Teks Bacaan →

--

Melawan Lupa Tragedi Berdarah Kilometer 22 Pandiri 10 Desember 1960
Oleh : Rikson Towengke
Setiap bolak balik Poso-Tentena saat ini bagi generasi yang lahir diatas 1980-an ketika lewat tikungan KM. 22 atas Pandiri pasti biasa-biasa saja, berbeda dengan generasi sebelumnya pasca targedi berdarah 10 Desember 1960. Kilo meter 22 ( KM. 22) adalah saksi bisu meregangnya 11 nyawa tak bedosa Para Pentolan Gerakan Pemuda Sulawesi Tengah (GPST) korban keganasan Tentara Yon 501 Brawijaya Malang yang menjaga keamanan setelah Tentara Permesta angkat kaki dari Bumi Sintuwu Maroso oleh desakan GPST dibantu TNI waktu itu.
Jalur KM. 22 merupakan tempat yang angker pasca tragedi berdarah tersebut (dulu ditandai dengan 1 pohon kelapa yang tumbuh kerdil diameter sekitar 15 Cm dengan tinggi 5 meter, ditanam oleh alm. S. Tobogu, namun sudah digusur karena pelebaran jalan), setiap pelintas yang lewat pasti membunyikan klakson terutama dimalam hari, dan bagi kaum keluarga biasanya menyulut rokok kretek dan dilempar ke lokasi tersebut sekadar “ucapan salam atau tanda pamit lewat” bentuk penghormatan. Seperti yang berulang kali diceritakan pada kami oleh nenek buyut kami S. Tantjingara (bahasa pamona Nene Toko) semasa hidup (beliau adalah ibunda dari salah satu korban yang bernama Darius Raupa).

--

Soal Latihan →
A - Salin ulang bagian teks tentang tragedi KM. 22, mulai dari "Jalur KM. 22" dan berakhir pada "bernama Darius Raupa).".
B - Tentukan apakah setiap pernyataan berikut sesuai dengan teks tentang tragedi KM. 22. Jawab ya atau tidak, lalu kutip kata-kata dalam teks yang menjadi dasarnya.
(i) Korban tragedi itu berjumlah 11 orang.
(ii) Pohon kelapa penanda lokasi masih berdiri hingga sekarang.
(iii) Pelintas membunyikan klakson terutama pada siang hari.
C - Menurut teks tentang tragedi KM. 22, siapa yang menanam pohon kelapa penanda lokasi itu?

[Catatan tentang menemukan benda yang disebut namanya]
--

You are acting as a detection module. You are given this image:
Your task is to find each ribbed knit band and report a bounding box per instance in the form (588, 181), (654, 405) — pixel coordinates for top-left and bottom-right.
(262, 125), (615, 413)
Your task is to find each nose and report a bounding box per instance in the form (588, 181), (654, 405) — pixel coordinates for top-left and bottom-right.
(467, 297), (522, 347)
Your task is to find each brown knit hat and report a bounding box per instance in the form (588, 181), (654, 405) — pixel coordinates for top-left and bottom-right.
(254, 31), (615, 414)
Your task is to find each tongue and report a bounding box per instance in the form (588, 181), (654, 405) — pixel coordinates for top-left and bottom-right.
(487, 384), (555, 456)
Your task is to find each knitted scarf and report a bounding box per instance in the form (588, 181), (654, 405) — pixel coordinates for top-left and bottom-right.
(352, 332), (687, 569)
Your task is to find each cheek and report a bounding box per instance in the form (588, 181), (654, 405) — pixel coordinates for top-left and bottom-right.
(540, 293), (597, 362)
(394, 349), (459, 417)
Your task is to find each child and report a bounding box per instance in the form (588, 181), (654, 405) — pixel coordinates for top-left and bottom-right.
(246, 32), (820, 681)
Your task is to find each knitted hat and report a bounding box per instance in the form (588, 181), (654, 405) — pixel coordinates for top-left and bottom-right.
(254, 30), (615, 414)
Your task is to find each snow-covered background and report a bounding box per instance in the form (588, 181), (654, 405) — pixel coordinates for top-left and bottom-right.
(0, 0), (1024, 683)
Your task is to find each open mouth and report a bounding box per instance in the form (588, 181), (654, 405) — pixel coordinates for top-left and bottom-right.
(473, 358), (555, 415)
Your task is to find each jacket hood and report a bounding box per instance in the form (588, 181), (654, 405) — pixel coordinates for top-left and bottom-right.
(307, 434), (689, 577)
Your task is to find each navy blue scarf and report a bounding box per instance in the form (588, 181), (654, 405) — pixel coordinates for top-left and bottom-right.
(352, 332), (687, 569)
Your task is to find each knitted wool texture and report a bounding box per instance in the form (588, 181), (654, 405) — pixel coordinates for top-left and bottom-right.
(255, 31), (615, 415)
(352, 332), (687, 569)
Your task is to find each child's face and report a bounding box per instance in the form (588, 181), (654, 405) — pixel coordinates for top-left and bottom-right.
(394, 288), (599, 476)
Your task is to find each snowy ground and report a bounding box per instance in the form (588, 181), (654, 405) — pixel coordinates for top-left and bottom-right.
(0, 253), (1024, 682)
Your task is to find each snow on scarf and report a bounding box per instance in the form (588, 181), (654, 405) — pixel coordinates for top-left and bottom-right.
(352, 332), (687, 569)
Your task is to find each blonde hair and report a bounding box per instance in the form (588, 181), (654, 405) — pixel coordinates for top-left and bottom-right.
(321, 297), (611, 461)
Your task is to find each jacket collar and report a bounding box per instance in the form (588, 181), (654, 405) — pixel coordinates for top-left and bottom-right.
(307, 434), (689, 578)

--

Jawaban Latihan →
A -
Jalur KM. 22 merupakan tempat yang angker pasca tragedi berdarah tersebut (dulu ditandai dengan 1 pohon kelapa yang tumbuh kerdil diameter sekitar 15 Cm dengan tinggi 5 meter, ditanam oleh alm. S. Tobogu, namun sudah digusur karena pelebaran jalan), setiap pelintas yang lewat pasti membunyikan klakson terutama dimalam hari, dan bagi kaum keluarga biasanya menyulut rokok kretek dan dilempar ke lokasi tersebut sekadar “ucapan salam atau tanda pamit lewat” bentuk penghormatan. Seperti yang berulang kali diceritakan pada kami oleh nenek buyut kami S. Tantjingara (bahasa pamona Nene Toko) semasa hidup (beliau adalah ibunda dari salah satu korban yang bernama Darius Raupa).

B -
(i) Ya: "saksi bisu meregangnya 11 nyawa tak bedosa"
(ii) Tidak: "namun sudah digusur karena pelebaran jalan"
(iii) Tidak: "setiap pelintas yang lewat pasti membunyikan klakson terutama dimalam hari"

C - Pohon kelapa itu ditanam oleh alm. S. Tobogu.